→ Objective
Rewrite the data below, replacing every occurrence of "every instance" with "each instance" and changing nothing else. Leave the pictures out of your answer.

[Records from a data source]
= = = = =

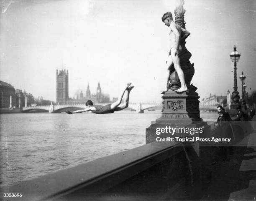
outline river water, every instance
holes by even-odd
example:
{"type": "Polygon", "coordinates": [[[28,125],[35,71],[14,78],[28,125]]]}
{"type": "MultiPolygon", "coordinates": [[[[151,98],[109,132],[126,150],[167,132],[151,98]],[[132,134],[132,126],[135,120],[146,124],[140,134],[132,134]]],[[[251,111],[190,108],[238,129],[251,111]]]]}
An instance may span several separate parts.
{"type": "MultiPolygon", "coordinates": [[[[160,111],[0,114],[0,187],[142,146],[160,111]]],[[[204,121],[217,113],[202,113],[204,121]]]]}

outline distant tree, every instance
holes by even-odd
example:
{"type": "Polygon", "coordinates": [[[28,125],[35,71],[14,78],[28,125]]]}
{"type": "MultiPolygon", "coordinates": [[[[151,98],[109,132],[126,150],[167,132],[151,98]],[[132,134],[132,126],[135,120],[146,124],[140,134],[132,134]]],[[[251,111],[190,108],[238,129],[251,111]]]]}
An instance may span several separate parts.
{"type": "Polygon", "coordinates": [[[227,98],[225,98],[222,101],[222,104],[224,106],[227,106],[227,98]]]}

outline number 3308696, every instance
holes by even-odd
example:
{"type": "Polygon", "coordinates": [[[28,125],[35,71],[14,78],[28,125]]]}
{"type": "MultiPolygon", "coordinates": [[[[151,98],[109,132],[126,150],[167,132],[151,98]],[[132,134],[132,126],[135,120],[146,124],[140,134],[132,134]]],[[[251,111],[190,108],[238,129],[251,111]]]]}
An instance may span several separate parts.
{"type": "Polygon", "coordinates": [[[21,193],[3,193],[4,197],[22,197],[21,193]]]}

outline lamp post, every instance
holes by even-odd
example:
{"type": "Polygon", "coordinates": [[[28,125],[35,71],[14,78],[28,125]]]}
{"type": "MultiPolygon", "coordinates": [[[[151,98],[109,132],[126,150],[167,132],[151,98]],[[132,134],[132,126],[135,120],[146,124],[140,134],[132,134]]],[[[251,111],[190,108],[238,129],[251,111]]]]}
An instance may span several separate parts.
{"type": "Polygon", "coordinates": [[[245,100],[246,102],[247,102],[247,97],[246,95],[246,85],[245,84],[245,83],[243,84],[243,98],[245,100]]]}
{"type": "Polygon", "coordinates": [[[231,103],[232,103],[238,105],[239,104],[239,93],[237,91],[237,80],[236,79],[236,63],[238,62],[240,58],[241,55],[236,51],[236,45],[234,47],[234,51],[231,52],[230,55],[230,58],[234,62],[234,91],[232,92],[231,96],[231,103]]]}
{"type": "Polygon", "coordinates": [[[243,72],[242,71],[242,75],[240,75],[239,78],[240,80],[242,81],[242,99],[244,100],[245,89],[244,85],[245,85],[245,84],[244,84],[244,81],[245,80],[246,77],[243,75],[243,72]]]}

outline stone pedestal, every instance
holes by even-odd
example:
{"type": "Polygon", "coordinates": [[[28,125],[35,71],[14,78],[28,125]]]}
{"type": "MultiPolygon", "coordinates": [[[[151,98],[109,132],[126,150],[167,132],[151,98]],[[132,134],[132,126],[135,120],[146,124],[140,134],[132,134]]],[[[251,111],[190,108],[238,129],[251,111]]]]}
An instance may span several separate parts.
{"type": "Polygon", "coordinates": [[[197,88],[189,87],[189,91],[177,93],[169,90],[162,97],[162,115],[156,122],[169,123],[170,121],[175,124],[187,124],[195,121],[202,121],[199,110],[200,97],[195,92],[197,88]]]}
{"type": "MultiPolygon", "coordinates": [[[[210,127],[205,122],[203,122],[200,117],[199,110],[200,98],[195,92],[196,88],[192,85],[189,87],[189,91],[182,93],[177,93],[172,90],[166,92],[162,97],[163,109],[161,116],[152,122],[148,128],[146,128],[146,143],[150,143],[156,141],[156,138],[168,137],[175,138],[179,137],[203,137],[209,132],[210,127]],[[203,128],[203,132],[201,133],[176,133],[174,134],[169,132],[161,133],[161,134],[156,134],[157,128],[194,128],[198,129],[203,128]]],[[[170,142],[172,144],[177,143],[177,141],[170,142]]],[[[194,149],[199,156],[199,143],[192,143],[194,149]]]]}

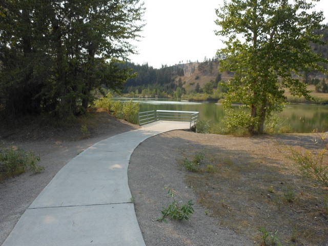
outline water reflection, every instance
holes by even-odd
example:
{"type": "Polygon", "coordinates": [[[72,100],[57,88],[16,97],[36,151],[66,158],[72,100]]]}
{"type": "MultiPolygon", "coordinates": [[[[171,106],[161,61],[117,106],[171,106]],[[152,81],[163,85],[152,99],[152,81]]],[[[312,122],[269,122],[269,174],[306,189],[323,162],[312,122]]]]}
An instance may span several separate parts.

= = = = =

→ Written reply
outline river water, each instance
holes by even-odd
example:
{"type": "Polygon", "coordinates": [[[28,125],[35,71],[14,78],[28,125]]]}
{"type": "MultiPolygon", "coordinates": [[[[151,98],[109,132],[126,150],[167,132],[151,98]],[[132,134],[132,126],[135,120],[146,124],[140,134],[132,134]]],[[[251,111],[190,108],[238,129],[251,111]]]]}
An instance may span several separate parts.
{"type": "MultiPolygon", "coordinates": [[[[160,111],[0,114],[0,187],[142,146],[160,111]]],[[[204,121],[217,113],[202,113],[204,121]]]]}

outline distant tree, each instance
holes by even-odd
example:
{"type": "Polygon", "coordinates": [[[28,125],[35,71],[14,78],[28,125]]]}
{"type": "MultiPolygon", "coordinates": [[[[151,98],[109,132],[126,150],[167,132],[151,98]],[[132,134],[132,126],[135,120],[146,124],[140,134],[132,134]]],[[[251,111],[190,108],[238,129],[251,111]]]]}
An instance may span several separate parts.
{"type": "Polygon", "coordinates": [[[227,98],[225,98],[222,101],[222,104],[224,106],[227,106],[227,98]]]}

outline number 3308696, each instance
holes by even-odd
example:
{"type": "Polygon", "coordinates": [[[28,125],[35,71],[14,78],[28,125]]]}
{"type": "MultiPolygon", "coordinates": [[[[151,98],[109,132],[126,150],[167,132],[151,98]],[[132,134],[132,126],[135,120],[146,124],[140,134],[132,134]]],[[[251,111],[190,108],[238,129],[251,111]]]]}
An instance may span several separate parts.
{"type": "Polygon", "coordinates": [[[21,193],[3,193],[4,197],[22,197],[21,193]]]}

outline lamp post, each instance
holes by even-odd
example:
{"type": "Polygon", "coordinates": [[[28,125],[35,71],[14,78],[28,125]]]}
{"type": "MultiPolygon", "coordinates": [[[[151,98],[109,132],[126,150],[167,132],[151,98]],[[132,134],[132,126],[135,120],[146,124],[140,134],[132,134]]],[[[251,111],[190,108],[238,129],[251,111]]]]}
An instance may span several separate parts.
{"type": "Polygon", "coordinates": [[[245,100],[246,102],[247,102],[247,97],[246,95],[246,85],[245,84],[245,83],[243,84],[243,98],[245,100]]]}
{"type": "Polygon", "coordinates": [[[231,103],[232,103],[238,105],[239,104],[239,93],[237,91],[237,80],[236,79],[236,63],[238,62],[240,58],[241,55],[236,51],[236,45],[234,47],[234,51],[231,52],[230,55],[230,58],[234,62],[234,91],[232,92],[231,96],[231,103]]]}
{"type": "Polygon", "coordinates": [[[243,72],[242,71],[242,75],[240,75],[239,78],[240,80],[242,81],[242,99],[244,100],[245,89],[244,85],[245,85],[245,84],[244,84],[244,81],[245,80],[246,77],[243,75],[243,72]]]}

outline stone pedestal, each instance
holes by even-odd
example:
{"type": "Polygon", "coordinates": [[[28,125],[35,71],[14,78],[28,125]]]}
{"type": "MultiPolygon", "coordinates": [[[[151,98],[109,132],[126,150],[167,132],[151,98]],[[132,134],[132,126],[135,120],[146,124],[140,134],[132,134]]],[[[251,111],[190,108],[238,129],[251,111]]]]}
An instance may span several separate parts.
{"type": "Polygon", "coordinates": [[[197,88],[189,87],[189,91],[177,93],[169,90],[162,97],[162,115],[156,122],[169,123],[170,121],[175,124],[187,124],[195,121],[202,121],[199,110],[200,97],[195,92],[197,88]]]}
{"type": "MultiPolygon", "coordinates": [[[[210,127],[205,122],[203,122],[200,117],[199,110],[200,98],[195,92],[196,88],[192,85],[189,87],[189,91],[182,93],[177,93],[172,90],[166,92],[162,97],[163,109],[161,116],[152,122],[148,128],[146,128],[146,143],[150,143],[156,141],[156,138],[168,137],[175,138],[179,137],[203,137],[209,132],[210,127]],[[203,128],[203,132],[201,133],[176,133],[174,134],[169,132],[161,133],[161,134],[156,134],[157,128],[194,128],[198,129],[203,128]]],[[[170,142],[172,144],[177,143],[177,141],[170,142]]],[[[194,149],[199,156],[199,143],[192,143],[194,149]]]]}

outline water reflection, each instance
holes by even-odd
example:
{"type": "Polygon", "coordinates": [[[72,100],[57,88],[16,97],[36,151],[66,158],[72,100]]]}
{"type": "MultiPolygon", "coordinates": [[[[171,106],[161,61],[117,106],[171,106]],[[152,81],[163,85],[152,99],[152,81]]],[[[312,122],[269,122],[269,174],[306,189],[323,162],[312,122]]]]}
An instance may span several separate parts.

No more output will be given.